- **EXTRACTED MATERIAL**:
=-=-=

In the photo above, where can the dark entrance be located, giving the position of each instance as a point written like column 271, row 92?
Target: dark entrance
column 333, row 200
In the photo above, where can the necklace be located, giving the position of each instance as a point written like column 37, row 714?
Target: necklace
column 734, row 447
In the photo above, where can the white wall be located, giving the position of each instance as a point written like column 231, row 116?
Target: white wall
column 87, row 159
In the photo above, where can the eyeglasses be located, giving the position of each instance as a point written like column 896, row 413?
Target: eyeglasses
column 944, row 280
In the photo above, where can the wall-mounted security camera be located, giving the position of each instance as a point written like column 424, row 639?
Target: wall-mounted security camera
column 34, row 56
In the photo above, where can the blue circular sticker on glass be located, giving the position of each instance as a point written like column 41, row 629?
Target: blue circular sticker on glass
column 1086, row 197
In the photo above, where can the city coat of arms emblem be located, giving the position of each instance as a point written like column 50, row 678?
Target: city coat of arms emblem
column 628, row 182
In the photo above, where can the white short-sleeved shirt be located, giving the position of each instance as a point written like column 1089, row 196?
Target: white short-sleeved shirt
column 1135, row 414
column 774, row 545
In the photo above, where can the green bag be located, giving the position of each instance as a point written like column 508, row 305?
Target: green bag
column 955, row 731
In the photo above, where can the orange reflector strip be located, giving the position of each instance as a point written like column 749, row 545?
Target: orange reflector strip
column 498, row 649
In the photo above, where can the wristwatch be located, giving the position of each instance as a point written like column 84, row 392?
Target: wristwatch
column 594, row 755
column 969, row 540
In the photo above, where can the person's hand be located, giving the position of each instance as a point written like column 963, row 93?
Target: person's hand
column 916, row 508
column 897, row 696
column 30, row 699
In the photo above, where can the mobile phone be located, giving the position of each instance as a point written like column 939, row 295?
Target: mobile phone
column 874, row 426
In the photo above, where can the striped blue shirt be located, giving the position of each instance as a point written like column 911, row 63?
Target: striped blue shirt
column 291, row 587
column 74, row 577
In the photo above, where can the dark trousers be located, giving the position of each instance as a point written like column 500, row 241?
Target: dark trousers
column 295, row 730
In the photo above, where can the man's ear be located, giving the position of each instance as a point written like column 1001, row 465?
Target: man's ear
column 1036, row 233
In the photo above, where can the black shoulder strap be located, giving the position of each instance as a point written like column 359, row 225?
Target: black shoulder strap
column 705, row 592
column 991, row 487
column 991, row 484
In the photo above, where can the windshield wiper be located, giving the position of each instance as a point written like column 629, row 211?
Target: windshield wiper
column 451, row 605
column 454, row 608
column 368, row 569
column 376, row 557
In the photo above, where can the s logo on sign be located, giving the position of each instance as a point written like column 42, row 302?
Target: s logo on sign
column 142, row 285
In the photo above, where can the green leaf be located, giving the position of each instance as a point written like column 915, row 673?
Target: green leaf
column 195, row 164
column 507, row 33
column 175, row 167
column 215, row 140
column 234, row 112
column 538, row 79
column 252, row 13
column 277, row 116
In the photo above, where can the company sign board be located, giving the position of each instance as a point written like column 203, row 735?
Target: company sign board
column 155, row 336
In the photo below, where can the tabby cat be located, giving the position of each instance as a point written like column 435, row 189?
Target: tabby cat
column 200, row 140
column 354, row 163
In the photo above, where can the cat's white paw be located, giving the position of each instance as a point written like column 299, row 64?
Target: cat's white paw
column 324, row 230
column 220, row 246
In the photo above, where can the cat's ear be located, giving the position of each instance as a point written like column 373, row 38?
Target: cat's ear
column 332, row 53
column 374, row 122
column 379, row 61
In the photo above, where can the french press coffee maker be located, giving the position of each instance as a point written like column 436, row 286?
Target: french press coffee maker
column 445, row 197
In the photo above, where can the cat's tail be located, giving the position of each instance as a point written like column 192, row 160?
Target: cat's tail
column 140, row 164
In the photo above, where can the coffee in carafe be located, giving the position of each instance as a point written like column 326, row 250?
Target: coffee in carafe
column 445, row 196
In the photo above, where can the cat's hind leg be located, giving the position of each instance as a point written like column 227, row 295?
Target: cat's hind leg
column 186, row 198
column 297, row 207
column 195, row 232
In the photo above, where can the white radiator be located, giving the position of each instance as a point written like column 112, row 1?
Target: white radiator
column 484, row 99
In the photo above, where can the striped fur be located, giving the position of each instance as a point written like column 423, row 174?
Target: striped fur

=-=-=

- **TASK TO CARRY OUT**: Give back the data above exactly as it appears.

- **RESULT OF THIS TASK**:
In the photo above, where can the dark entrance be located, giving the position of each instance as a point written like column 271, row 92?
Target: dark entrance
column 333, row 200
In the photo above, where can the necklace be located, giving the position of each instance as a point written like column 37, row 714?
Target: necklace
column 734, row 447
In the photo above, where can the white wall be located, giving the position of each instance as a point written like column 231, row 116?
Target: white wall
column 87, row 159
In the photo above, where can the eyeglasses be located, giving the position of each instance as a point written like column 896, row 413?
Target: eyeglasses
column 944, row 280
In the photo above, where can the wall-mounted security camera be located, giving the position of each instance as a point written like column 424, row 639?
Target: wall-mounted security camera
column 34, row 56
In the photo above, where can the blue circular sticker on glass be located, giving the position of each instance as a point written like column 41, row 629?
Target: blue circular sticker on glass
column 1086, row 197
In the photo above, where can the city coat of arms emblem be located, giving the position of each instance as a point written like column 50, row 678?
Target: city coat of arms emblem
column 628, row 182
In the photo above, where can the white short-sleeved shirt be located, giving the position of each instance as a point written like column 1089, row 196?
Target: white short-sleeved shirt
column 1135, row 414
column 774, row 545
In the photo above, where can the green bag be located, giving the position of each instance as a point written like column 508, row 305?
Target: green bag
column 955, row 731
In the photo above, where can the orange reflector strip be located, giving the position of each instance as a point written like column 749, row 545?
Target: orange reflector strip
column 498, row 649
In the photo above, where can the wristwatch be located, giving the position of each instance as a point written like column 84, row 392?
Target: wristwatch
column 594, row 755
column 969, row 540
In the photo above, where can the person's hand be located, giving the position of each instance as a point written like column 963, row 93?
Target: person's hand
column 916, row 508
column 897, row 696
column 30, row 699
In the photo above, where can the mobile phone be located, giving the position of each instance as a point written like column 939, row 295?
Target: mobile phone
column 874, row 426
In the photo above, where can the striped blue shirt be located, giving the position of each instance as a point written like column 911, row 63?
Target: striped blue shirt
column 291, row 587
column 74, row 577
In the photo above, where can the dark trousers be located, giving the position of each instance as a point written like column 500, row 241?
Target: dark trousers
column 295, row 730
In the photo above, where can the man's ear be located, giving the position of each instance as a point written like column 1001, row 465?
Target: man's ear
column 1036, row 233
In the photo above, where can the black shoulder strap be located, giving the position of each instance as a point written like column 359, row 225?
Target: black shoulder strap
column 705, row 592
column 991, row 487
column 991, row 484
In the photo above, where can the windshield wiper be located, giving the position of each instance as a point written like column 629, row 211?
Target: windshield wiper
column 451, row 605
column 454, row 608
column 368, row 569
column 376, row 557
In the photo above, where can the s logo on sign be located, giving the position of each instance as a point written like column 42, row 302?
Target: s logo on sign
column 142, row 285
In the photo above, where can the green leaf be located, giving the position of each instance as a point written like column 915, row 673?
Target: green leaf
column 195, row 164
column 507, row 33
column 175, row 167
column 215, row 140
column 234, row 112
column 538, row 79
column 252, row 13
column 277, row 116
In the photo above, where can the company sign board be located, giving the position of each instance as a point written like column 203, row 735?
Target: company sign board
column 155, row 336
In the photo below, where can the tabby cat be located, giving the position of each instance as a point written like column 435, row 189?
Target: tabby cat
column 200, row 140
column 354, row 163
In the photo above, where can the cat's white paw be located, giving the position of each instance as a point written like column 299, row 64?
Target: cat's white paw
column 324, row 230
column 220, row 246
In the photo above, where can the cat's ear be located, giving the position of each instance as a point written like column 373, row 38?
Target: cat's ear
column 332, row 53
column 374, row 122
column 379, row 61
In the photo above, where can the french press coffee maker be located, giving the position of each instance as a point written like column 436, row 286?
Target: french press coffee maker
column 445, row 197
In the photo above, where can the cat's tail be located, giving the position of each instance as a point written like column 192, row 160?
Target: cat's tail
column 140, row 164
In the photo above, where can the coffee in carafe be located, giving the position of each instance as a point written like column 326, row 250?
Target: coffee in carafe
column 445, row 196
In the photo above, where can the cat's hind leg be located, giving the position of each instance as a point written like column 227, row 295?
Target: cat's hind leg
column 186, row 198
column 297, row 207
column 195, row 232
In the photo above, where can the white radiator be located, giving the position of each instance as a point written like column 112, row 1?
Target: white radiator
column 484, row 99
In the photo above, where can the striped fur be located, giving the position of each instance as a point written like column 423, row 174?
Target: striped fur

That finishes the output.